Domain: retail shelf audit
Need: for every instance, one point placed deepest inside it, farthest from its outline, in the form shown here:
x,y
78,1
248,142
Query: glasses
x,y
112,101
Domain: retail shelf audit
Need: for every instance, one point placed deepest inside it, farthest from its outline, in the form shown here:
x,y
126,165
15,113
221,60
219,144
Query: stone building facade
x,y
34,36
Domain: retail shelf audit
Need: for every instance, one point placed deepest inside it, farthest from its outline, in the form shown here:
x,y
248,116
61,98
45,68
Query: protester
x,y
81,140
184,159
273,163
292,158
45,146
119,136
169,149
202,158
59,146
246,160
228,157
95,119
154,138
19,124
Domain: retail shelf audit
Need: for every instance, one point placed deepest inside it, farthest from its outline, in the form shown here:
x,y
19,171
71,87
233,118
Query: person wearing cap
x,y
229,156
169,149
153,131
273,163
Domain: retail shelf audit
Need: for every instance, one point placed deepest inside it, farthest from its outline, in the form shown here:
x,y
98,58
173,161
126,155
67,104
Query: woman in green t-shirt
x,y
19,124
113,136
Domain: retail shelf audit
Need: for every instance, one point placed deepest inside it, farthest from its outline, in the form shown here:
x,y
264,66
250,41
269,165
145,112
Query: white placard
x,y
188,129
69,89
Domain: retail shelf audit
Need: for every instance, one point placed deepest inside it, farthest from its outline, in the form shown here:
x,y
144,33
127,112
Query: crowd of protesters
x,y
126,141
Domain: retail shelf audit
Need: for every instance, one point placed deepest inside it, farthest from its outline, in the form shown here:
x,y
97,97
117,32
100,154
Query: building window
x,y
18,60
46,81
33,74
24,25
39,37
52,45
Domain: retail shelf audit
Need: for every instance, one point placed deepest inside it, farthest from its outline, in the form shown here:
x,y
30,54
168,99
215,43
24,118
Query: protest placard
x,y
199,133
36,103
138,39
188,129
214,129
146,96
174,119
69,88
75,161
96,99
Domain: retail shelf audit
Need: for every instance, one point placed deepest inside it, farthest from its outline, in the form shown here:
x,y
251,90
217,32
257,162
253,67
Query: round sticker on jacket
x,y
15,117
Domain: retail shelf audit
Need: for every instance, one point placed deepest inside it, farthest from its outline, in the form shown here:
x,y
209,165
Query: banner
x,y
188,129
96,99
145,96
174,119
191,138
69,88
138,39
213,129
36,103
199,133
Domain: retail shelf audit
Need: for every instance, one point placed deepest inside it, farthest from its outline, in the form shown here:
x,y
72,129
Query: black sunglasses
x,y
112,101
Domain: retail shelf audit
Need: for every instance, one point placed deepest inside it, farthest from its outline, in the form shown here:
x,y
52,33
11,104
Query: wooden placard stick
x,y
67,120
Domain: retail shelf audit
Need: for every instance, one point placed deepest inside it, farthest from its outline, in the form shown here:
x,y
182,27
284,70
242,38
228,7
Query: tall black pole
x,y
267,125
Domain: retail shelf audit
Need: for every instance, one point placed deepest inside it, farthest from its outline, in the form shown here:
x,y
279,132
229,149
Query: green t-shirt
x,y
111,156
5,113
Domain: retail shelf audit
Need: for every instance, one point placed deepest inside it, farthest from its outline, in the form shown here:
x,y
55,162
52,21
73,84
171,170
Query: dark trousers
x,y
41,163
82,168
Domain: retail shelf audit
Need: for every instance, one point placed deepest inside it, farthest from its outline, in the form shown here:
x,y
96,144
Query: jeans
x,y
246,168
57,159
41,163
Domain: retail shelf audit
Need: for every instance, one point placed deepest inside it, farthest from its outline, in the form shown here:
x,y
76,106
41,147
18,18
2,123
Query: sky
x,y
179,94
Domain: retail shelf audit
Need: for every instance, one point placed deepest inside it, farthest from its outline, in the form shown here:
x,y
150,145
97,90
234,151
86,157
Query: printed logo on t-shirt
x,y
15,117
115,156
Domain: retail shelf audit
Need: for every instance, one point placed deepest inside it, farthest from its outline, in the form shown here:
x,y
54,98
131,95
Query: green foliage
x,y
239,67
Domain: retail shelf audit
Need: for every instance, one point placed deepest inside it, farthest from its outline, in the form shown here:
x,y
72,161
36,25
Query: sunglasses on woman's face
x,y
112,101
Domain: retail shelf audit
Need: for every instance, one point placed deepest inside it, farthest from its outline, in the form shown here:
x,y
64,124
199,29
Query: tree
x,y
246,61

ABOUT THIS EXERCISE » Line by line, the listing above is to be transcribed exactly.

RESPONSE »
Domain: retail shelf audit
Need: for every instance, one point placed deepest inside it, farthest from its outline, in the form shown here:
x,y
78,1
248,142
Query: glasses
x,y
112,101
Domain: retail shelf audit
Need: for every instance, one point placed deepest inside it, farthest from its outline, in the form shown here:
x,y
126,165
15,113
221,60
219,144
Query: stone building facade
x,y
34,36
Domain: retail shelf audit
Need: for every instance, one point placed deepest inside it, farthest from its outline, in the form shown here:
x,y
248,116
61,98
45,68
Query: protester
x,y
81,140
184,159
273,163
292,158
45,146
119,136
169,149
202,158
59,146
246,160
228,157
95,119
154,138
19,124
Domain: retail shelf audit
Need: for every instance, one point placed deepest inside it, farthest from its outline, in the form shown here:
x,y
19,171
71,87
233,118
Query: person wearing cap
x,y
229,156
169,149
153,131
273,163
Domain: retail shelf audit
Need: for every instance, one point placed deepest inside it, farthest from its outline, in the form shown here:
x,y
98,58
173,161
126,155
67,104
Query: woman in green t-shirt
x,y
19,124
113,136
Domain: retail shelf audit
Need: for every instance, one point placed deepest inside it, farthest from its outline, in the form shown here:
x,y
264,66
250,41
269,165
145,112
Query: white placard
x,y
188,129
69,89
Domain: retail shelf audit
Need: for every instance, one point placed deepest inside it, farthest from its outline, in the form shown here:
x,y
144,33
127,112
Query: crowd of protesters
x,y
126,141
Domain: retail shelf audit
Need: for every instance, one point placed deepest inside it, farthest from its outline, in the form shown here:
x,y
97,97
117,32
100,154
Query: building window
x,y
18,60
46,81
33,74
24,25
39,37
52,45
Domain: retail shelf audit
Need: for every instance, one point placed deepest inside it, farthest from its outline, in the form shown here:
x,y
30,54
168,99
215,43
24,118
Query: protest placard
x,y
199,133
36,103
138,39
188,129
214,129
146,96
174,119
69,88
75,161
96,99
Domain: retail shelf audit
Need: for every instance, one point placed deepest inside it, farthest from its outline, in the form shown here:
x,y
251,90
217,32
257,162
253,67
Query: round sticker on jacket
x,y
15,117
Domain: retail shelf audit
Need: for every instance, one point placed deepest inside it, farthest from its outline, in the form shown here:
x,y
209,165
Query: banner
x,y
188,129
96,99
145,96
174,119
191,138
69,88
138,39
213,129
36,103
199,133
Domain: retail shelf audit
Need: for every instance, one point placed deepest inside it, farthest from its outline, in the form shown here:
x,y
72,129
Query: black sunglasses
x,y
112,101
Domain: retail shelf audit
Need: for every instance, one point placed deepest inside it, farthest from its outline, in the form shown here:
x,y
52,33
11,104
Query: wooden placard stick
x,y
67,120
Domain: retail shelf audit
Need: for every instance, one point placed deepest inside it, farthest from its outline, in the form shown here:
x,y
182,27
284,70
242,38
228,7
Query: tall black pole
x,y
267,125
Domain: retail shelf audit
Need: for every instance, one point placed deepest inside it, farthest from its outline, in the form shown here:
x,y
279,132
229,149
Query: green t-shirt
x,y
111,156
5,113
Domain: retail shelf audit
Need: for every instance, one point placed deepest inside it, farthest from its outline, in the form shown here:
x,y
55,162
52,21
73,84
171,170
Query: dark trousers
x,y
41,163
82,168
Domain: retail shelf audit
Need: for every instance, one point placed deepest inside it, farthest from its outline, in the form shown here:
x,y
96,144
Query: jeans
x,y
246,168
57,159
41,163
Domain: retail shelf audit
Need: for every instance, one point placed deepest inside it, farthest from its outline, in the form shown here:
x,y
76,106
41,147
18,18
2,123
Query: sky
x,y
179,94
Domain: retail shelf audit
Need: for every instance, one point placed deepest inside it, farthest from its outline, in the form shown here:
x,y
150,145
97,90
234,151
86,157
Query: printed logo on t-shirt
x,y
15,117
115,156
Domain: retail shelf audit
Need: for every instance, one point placed deepest inside it, farthest from its outline, in the form shown here:
x,y
54,98
131,95
Query: green foliage
x,y
239,67
Domain: retail shelf audit
Need: for every instance, one point placed deepest inside it, farthest from its outline, in the form shown here:
x,y
72,161
36,25
Query: sunglasses on woman's face
x,y
112,101
Domain: retail shelf audit
Need: for every instance, one point placed deepest inside it, farthest from its outline, in the form shown here:
x,y
64,124
199,29
Query: tree
x,y
246,61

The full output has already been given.